:: EXERCISE MATERIALS ::
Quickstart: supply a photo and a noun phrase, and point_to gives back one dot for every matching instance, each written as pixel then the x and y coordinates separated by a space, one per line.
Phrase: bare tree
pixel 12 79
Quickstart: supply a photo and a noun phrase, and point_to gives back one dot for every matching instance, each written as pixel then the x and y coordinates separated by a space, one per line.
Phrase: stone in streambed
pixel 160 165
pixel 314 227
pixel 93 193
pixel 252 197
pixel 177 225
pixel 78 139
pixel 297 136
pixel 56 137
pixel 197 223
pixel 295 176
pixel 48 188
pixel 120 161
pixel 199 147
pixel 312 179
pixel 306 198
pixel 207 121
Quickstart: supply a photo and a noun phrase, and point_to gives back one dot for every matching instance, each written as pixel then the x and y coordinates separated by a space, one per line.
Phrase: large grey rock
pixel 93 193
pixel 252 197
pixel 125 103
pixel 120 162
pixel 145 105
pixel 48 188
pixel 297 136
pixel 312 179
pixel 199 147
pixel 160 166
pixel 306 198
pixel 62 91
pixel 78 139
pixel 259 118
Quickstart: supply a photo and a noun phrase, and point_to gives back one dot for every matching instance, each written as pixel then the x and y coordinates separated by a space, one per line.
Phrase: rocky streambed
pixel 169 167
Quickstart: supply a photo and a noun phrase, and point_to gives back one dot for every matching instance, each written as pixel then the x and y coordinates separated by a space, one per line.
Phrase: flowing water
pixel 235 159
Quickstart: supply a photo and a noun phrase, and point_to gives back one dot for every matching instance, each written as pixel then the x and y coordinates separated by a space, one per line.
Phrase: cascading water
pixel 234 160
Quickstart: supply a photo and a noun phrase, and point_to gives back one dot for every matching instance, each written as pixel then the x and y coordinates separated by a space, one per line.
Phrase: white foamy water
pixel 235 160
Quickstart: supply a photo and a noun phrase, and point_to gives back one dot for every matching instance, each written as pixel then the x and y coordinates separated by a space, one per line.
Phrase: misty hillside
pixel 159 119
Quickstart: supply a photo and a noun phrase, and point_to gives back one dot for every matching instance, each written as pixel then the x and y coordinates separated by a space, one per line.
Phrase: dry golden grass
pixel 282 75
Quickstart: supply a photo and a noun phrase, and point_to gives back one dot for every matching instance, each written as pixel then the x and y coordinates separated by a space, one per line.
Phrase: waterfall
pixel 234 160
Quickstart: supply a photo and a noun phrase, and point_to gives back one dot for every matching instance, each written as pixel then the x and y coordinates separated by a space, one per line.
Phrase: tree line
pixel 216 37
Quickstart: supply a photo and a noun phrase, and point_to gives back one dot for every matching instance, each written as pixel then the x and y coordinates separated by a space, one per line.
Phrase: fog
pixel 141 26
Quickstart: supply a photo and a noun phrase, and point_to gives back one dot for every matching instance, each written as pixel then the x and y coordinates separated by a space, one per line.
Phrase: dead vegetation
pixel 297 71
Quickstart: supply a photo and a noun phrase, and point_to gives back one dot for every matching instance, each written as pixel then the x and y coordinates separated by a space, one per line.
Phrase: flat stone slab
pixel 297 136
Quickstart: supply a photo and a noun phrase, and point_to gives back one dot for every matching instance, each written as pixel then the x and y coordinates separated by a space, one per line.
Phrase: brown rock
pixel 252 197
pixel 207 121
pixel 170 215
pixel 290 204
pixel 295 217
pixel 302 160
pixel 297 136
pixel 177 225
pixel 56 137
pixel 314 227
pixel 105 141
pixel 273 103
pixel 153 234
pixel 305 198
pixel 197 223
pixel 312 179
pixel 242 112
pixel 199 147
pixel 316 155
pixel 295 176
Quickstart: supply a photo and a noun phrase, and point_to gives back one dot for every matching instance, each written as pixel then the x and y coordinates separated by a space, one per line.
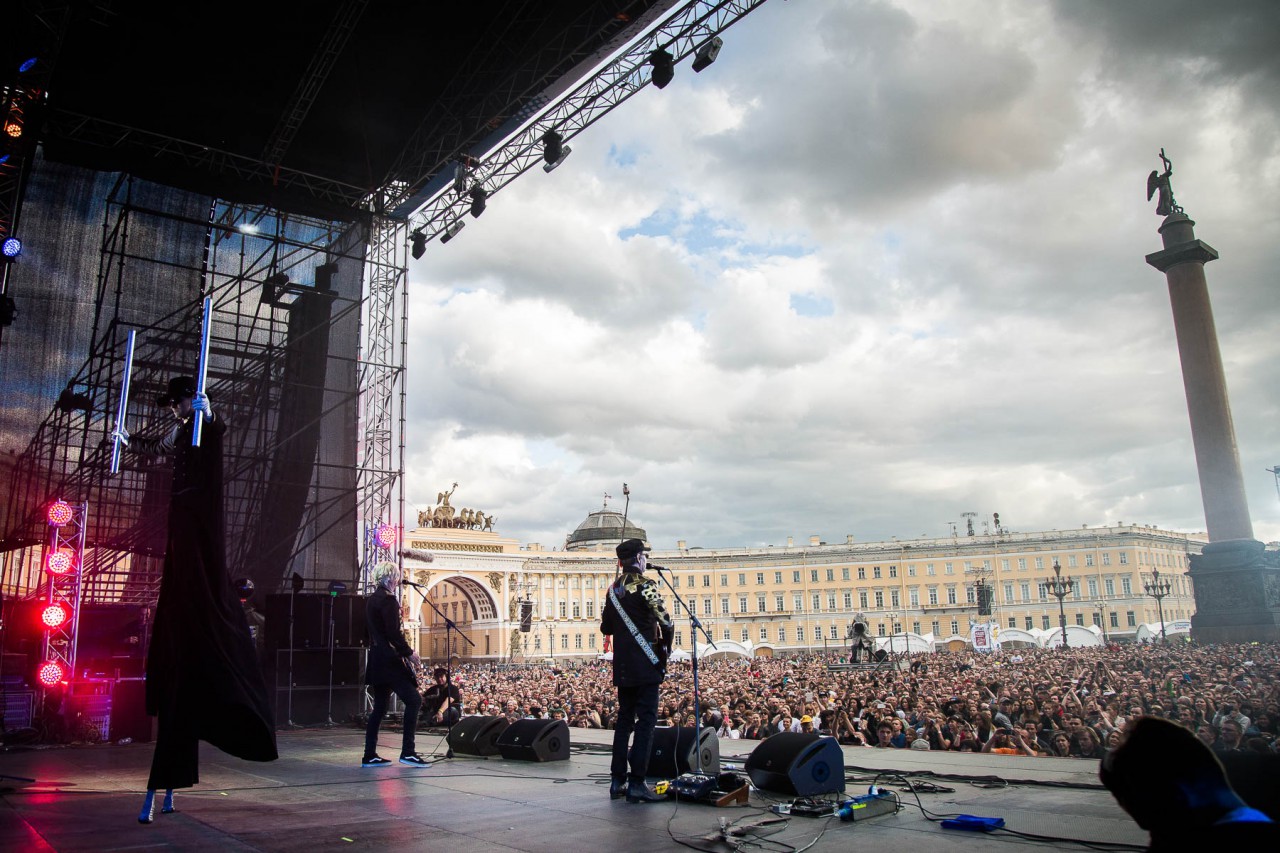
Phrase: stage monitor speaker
pixel 535 740
pixel 798 763
pixel 476 735
pixel 673 753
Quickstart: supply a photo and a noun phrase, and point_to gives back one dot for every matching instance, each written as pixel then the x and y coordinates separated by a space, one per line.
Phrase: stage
pixel 316 797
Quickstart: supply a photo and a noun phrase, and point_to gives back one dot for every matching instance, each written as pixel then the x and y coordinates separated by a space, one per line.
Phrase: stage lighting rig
pixel 663 67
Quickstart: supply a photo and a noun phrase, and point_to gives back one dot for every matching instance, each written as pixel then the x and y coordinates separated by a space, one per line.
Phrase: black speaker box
pixel 673 753
pixel 535 740
pixel 129 711
pixel 798 763
pixel 311 667
pixel 476 735
pixel 310 706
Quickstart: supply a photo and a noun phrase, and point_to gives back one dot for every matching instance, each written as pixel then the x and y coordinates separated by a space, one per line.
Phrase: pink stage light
pixel 54 616
pixel 384 536
pixel 51 673
pixel 60 561
pixel 59 512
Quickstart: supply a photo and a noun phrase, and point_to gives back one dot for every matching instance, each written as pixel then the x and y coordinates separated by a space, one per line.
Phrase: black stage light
pixel 663 67
pixel 478 200
pixel 708 53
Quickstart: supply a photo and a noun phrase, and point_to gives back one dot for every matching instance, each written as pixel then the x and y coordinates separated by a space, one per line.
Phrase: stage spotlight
pixel 54 616
pixel 663 67
pixel 708 53
pixel 452 231
pixel 60 561
pixel 478 200
pixel 69 401
pixel 59 514
pixel 553 147
pixel 51 673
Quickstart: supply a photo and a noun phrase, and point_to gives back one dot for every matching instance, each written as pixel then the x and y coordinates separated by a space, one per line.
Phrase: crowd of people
pixel 1036 702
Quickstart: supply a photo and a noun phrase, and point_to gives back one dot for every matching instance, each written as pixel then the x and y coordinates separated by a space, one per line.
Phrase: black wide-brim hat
pixel 179 388
pixel 629 548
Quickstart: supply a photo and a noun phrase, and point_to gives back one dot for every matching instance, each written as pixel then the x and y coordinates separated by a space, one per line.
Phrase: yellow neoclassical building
pixel 790 598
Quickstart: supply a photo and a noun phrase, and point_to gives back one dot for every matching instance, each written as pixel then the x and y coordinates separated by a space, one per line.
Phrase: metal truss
pixel 380 475
pixel 680 35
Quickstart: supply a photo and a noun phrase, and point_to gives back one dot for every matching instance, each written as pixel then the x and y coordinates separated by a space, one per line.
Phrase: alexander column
pixel 1237 583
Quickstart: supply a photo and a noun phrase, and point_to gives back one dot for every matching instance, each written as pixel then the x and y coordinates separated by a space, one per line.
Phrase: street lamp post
pixel 1060 589
pixel 1157 589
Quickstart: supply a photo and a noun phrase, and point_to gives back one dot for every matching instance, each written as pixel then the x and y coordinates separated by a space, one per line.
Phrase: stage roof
pixel 165 90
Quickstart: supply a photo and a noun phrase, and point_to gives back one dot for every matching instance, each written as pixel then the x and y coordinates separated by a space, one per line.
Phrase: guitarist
pixel 641 630
pixel 391 667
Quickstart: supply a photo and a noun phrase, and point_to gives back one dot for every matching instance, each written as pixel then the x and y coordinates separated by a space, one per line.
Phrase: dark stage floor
pixel 318 798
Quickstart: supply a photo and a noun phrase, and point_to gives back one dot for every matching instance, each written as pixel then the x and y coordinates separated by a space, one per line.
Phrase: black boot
pixel 640 793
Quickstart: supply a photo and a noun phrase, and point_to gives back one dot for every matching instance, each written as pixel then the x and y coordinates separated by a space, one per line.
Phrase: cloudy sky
pixel 880 265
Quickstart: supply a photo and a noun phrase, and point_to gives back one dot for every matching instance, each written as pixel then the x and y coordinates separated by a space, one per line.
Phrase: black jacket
pixel 643 603
pixel 388 651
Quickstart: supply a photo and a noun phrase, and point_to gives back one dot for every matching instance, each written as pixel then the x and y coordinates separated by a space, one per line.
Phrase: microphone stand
pixel 694 626
pixel 449 625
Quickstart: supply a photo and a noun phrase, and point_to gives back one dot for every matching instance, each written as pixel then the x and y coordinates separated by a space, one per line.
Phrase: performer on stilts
pixel 204 679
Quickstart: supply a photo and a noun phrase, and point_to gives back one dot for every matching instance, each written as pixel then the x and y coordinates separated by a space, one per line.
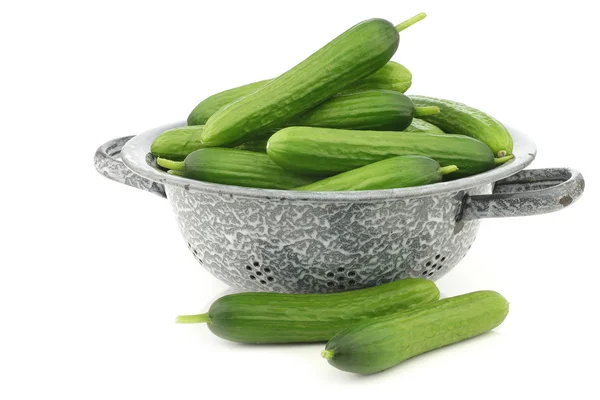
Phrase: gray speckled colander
pixel 304 242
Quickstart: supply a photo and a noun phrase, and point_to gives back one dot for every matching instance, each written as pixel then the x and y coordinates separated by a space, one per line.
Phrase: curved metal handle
pixel 108 162
pixel 528 192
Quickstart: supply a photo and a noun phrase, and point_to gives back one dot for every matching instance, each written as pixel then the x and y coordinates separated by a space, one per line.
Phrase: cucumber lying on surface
pixel 395 172
pixel 461 119
pixel 392 76
pixel 376 344
pixel 369 110
pixel 355 54
pixel 326 152
pixel 236 167
pixel 296 318
pixel 418 125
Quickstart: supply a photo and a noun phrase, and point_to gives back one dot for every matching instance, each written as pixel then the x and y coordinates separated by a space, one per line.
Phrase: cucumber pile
pixel 328 124
pixel 366 330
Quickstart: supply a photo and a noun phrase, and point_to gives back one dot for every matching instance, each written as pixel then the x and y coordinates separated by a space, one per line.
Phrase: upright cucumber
pixel 376 344
pixel 418 125
pixel 323 152
pixel 395 172
pixel 461 119
pixel 392 76
pixel 240 168
pixel 355 54
pixel 296 318
pixel 372 109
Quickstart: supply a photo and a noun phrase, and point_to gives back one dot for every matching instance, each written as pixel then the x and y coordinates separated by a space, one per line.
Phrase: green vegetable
pixel 292 318
pixel 258 144
pixel 376 344
pixel 239 167
pixel 175 144
pixel 373 109
pixel 355 54
pixel 392 76
pixel 464 120
pixel 395 172
pixel 323 152
pixel 418 125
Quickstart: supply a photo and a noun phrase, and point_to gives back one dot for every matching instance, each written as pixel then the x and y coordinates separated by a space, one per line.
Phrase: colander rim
pixel 137 157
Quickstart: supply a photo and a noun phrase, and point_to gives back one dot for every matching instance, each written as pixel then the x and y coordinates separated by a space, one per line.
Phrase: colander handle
pixel 528 192
pixel 108 162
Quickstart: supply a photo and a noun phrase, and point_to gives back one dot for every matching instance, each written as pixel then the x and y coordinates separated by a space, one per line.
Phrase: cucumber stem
pixel 502 160
pixel 447 169
pixel 169 164
pixel 193 319
pixel 409 22
pixel 174 172
pixel 426 110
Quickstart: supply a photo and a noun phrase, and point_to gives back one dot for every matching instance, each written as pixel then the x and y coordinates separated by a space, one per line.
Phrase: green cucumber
pixel 418 125
pixel 373 109
pixel 207 107
pixel 461 119
pixel 258 144
pixel 175 144
pixel 395 172
pixel 325 152
pixel 392 76
pixel 297 318
pixel 355 54
pixel 377 344
pixel 239 167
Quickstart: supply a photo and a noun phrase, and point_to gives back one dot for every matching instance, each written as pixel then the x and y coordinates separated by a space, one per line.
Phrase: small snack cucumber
pixel 395 172
pixel 326 152
pixel 376 344
pixel 297 318
pixel 175 144
pixel 418 125
pixel 238 167
pixel 392 76
pixel 461 119
pixel 372 109
pixel 355 54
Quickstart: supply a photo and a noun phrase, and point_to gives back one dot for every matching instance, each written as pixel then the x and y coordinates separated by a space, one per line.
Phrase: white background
pixel 93 273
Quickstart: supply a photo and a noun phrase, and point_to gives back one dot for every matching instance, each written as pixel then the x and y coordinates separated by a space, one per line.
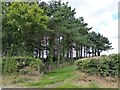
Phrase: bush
pixel 18 64
pixel 103 65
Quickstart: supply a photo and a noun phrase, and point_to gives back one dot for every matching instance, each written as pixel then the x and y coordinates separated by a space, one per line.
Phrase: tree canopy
pixel 51 28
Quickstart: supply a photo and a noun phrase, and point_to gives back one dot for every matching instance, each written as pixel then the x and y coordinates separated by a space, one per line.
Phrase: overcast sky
pixel 102 15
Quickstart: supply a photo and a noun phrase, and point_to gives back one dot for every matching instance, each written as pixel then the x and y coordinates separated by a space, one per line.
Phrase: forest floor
pixel 65 77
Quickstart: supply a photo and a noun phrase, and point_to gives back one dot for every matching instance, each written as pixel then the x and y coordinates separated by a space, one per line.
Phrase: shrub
pixel 11 65
pixel 103 65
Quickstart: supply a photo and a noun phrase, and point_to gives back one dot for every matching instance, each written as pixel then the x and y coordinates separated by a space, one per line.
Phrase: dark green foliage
pixel 103 65
pixel 20 65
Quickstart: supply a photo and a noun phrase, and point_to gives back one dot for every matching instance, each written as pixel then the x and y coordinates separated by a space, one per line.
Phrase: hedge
pixel 102 66
pixel 19 64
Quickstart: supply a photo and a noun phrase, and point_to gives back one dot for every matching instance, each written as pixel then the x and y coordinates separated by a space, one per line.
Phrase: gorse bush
pixel 23 65
pixel 102 66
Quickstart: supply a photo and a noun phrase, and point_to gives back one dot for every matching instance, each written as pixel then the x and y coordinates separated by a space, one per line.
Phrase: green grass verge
pixel 56 76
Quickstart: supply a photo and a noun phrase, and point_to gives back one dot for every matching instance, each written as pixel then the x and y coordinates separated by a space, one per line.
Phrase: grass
:::
» **EXERCISE**: Reproduce word for word the lines from the start of the records up to and including the line with "pixel 12 79".

» **ANSWER TO THE TASK**:
Quickstart: supply a photo and a noun phrase, and point_to gives back one dot for every matching instance, each written as pixel then the x and y coordinates separated by a space, one per line.
Phrase: bare tree
pixel 12 79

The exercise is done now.